-- Work required --
Each entry shown below is to be reproduced exactly.

· · · · ·

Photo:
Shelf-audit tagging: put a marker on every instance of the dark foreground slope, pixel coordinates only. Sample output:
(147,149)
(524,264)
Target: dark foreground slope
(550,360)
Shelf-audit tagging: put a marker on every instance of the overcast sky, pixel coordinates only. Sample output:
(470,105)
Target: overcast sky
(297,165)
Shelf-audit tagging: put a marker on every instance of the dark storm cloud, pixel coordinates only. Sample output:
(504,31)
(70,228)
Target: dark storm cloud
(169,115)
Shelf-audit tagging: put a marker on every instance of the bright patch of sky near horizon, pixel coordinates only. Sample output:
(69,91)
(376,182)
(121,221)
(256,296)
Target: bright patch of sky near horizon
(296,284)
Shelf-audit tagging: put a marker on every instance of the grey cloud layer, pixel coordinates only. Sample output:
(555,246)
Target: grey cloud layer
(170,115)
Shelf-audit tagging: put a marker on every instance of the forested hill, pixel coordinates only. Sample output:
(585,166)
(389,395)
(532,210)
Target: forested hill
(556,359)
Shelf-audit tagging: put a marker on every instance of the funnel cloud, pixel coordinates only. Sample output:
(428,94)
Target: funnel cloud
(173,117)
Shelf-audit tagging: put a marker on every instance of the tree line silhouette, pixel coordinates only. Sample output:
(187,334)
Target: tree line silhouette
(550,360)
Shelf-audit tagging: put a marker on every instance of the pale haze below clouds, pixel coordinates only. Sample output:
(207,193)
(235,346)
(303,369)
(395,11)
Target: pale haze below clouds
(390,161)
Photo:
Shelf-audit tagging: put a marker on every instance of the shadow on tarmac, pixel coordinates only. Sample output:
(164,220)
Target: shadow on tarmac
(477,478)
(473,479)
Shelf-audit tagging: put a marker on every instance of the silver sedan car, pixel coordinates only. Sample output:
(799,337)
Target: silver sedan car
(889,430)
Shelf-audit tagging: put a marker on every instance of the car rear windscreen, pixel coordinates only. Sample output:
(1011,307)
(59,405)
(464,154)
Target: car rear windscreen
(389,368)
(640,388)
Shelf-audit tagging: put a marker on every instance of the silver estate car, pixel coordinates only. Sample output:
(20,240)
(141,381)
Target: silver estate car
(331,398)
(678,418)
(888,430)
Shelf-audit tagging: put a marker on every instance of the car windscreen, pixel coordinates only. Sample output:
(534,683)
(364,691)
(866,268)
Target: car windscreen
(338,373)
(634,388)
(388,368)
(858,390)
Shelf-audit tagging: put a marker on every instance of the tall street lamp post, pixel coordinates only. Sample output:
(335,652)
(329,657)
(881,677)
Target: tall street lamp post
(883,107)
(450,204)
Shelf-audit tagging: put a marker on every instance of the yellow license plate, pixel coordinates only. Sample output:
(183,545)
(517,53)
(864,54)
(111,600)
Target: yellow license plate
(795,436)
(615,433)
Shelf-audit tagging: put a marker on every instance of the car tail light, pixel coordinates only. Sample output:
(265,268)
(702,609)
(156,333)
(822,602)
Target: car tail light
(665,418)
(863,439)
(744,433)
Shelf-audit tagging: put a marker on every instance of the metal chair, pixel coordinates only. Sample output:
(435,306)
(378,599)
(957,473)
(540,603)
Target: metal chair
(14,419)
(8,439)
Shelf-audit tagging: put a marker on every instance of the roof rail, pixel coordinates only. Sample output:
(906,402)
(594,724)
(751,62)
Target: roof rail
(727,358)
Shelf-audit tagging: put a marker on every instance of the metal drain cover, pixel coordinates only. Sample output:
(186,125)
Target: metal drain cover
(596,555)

· · · · ·

-- The completed task --
Photo:
Shelf-audit tagging: put a marker on every instance of the dark foreground slope, pixel coordinates only. Sample output:
(147,149)
(524,264)
Target: dark foreground slope
(550,360)
Shelf-audit tagging: put a marker on every instance of the overcast sky, pixel coordinates only. Sample output:
(470,105)
Target: overcast sky
(297,165)
Shelf-audit tagging: put a marker on every instance of the dark storm cloud, pixel coordinates only. Sample output:
(504,31)
(70,228)
Target: dark storm cloud
(169,115)
Shelf-audit tagging: put a marker on every instance of the bright patch of sky near horizon, pixel coordinates only. Sample output:
(69,91)
(376,182)
(121,221)
(256,296)
Target: bright patch of sky near horizon
(296,284)
Shelf-audit tagging: put a marker on every instance of the grey cloud layer, pixel coordinates only. Sample output:
(555,246)
Target: grey cloud layer
(170,115)
Shelf-audit tagging: put a marker on every instance of the forested hill, pixel coordinates only. Sample output:
(585,166)
(389,395)
(532,210)
Target: forested hill
(556,359)
Shelf-audit tagging: put a marker on every instance of the funnel cloud, pixel coordinates only. Sample output:
(428,94)
Target: funnel cloud
(173,117)
Shelf-audit tagging: put a marker on every instance of the tree line silhouette, pixel coordinates only. Sample output:
(187,334)
Target: tree line silhouette
(550,360)
Shelf-audit tagging: put a marker on every instance of the pale haze below clouds, pixel coordinates only. Sample output:
(207,193)
(235,346)
(303,369)
(395,11)
Target: pale haze below clouds
(390,161)
Photo:
Shelf-audit tagging: put a marker on every instance of the shadow on tarmac, pixel coordinates only. Sample output:
(164,220)
Target: shadow on tarmac
(477,478)
(473,479)
Shelf-audit tagging: put a marker on every instance of the silver sedan car, pixel coordinates only. Sample output:
(799,337)
Target: silver sedan car
(889,430)
Shelf-audit tagging: put a marker on every instance of the car rear windscreen, pixel coordinates only. Sample output:
(1011,307)
(59,405)
(464,154)
Target: car rear windscreen
(389,368)
(640,388)
Shelf-audit tagging: put a marker on every instance of the silver estate car, pixel coordinates only. Sample output:
(20,240)
(141,381)
Target: silver estate car
(331,398)
(678,418)
(888,430)
Shelf-audit tagging: put a marker on every instance of the car windscreen, pixel coordinates only. Sample output:
(534,683)
(364,691)
(866,268)
Target: car windscreen
(338,373)
(634,388)
(388,368)
(858,390)
Shelf-audit tagging: put a marker on every instance of the tall street lamp post, pixel coordinates only. Sample output:
(335,652)
(329,657)
(881,677)
Target: tall street lamp post
(883,107)
(450,204)
Shelf-audit tagging: put a marker on every instance of the yellow license plate, pixel coordinates only. Sample output:
(183,545)
(517,53)
(864,54)
(111,600)
Target: yellow license plate
(795,436)
(615,433)
Shelf-audit tagging: put a marker on every instance of the car tail light, pixel coordinates only. Sample output:
(265,268)
(702,609)
(156,333)
(822,602)
Target: car tail light
(665,418)
(863,439)
(744,433)
Shelf-audit tagging: put a marker on every instance of the metal chair, pixel coordinates only. Sample output:
(435,306)
(378,599)
(957,473)
(540,603)
Target: metal chair
(14,419)
(8,439)
Shelf-audit tagging: put a marker on every instance of the roof rail, pixel coordinates only. Sample output:
(906,402)
(594,724)
(751,62)
Target: roof rail
(727,358)
Shelf-audit tagging: put a marker on every instance of the metal drain cover, pixel coordinates only. Sample output:
(186,125)
Target: metal drain cover
(596,555)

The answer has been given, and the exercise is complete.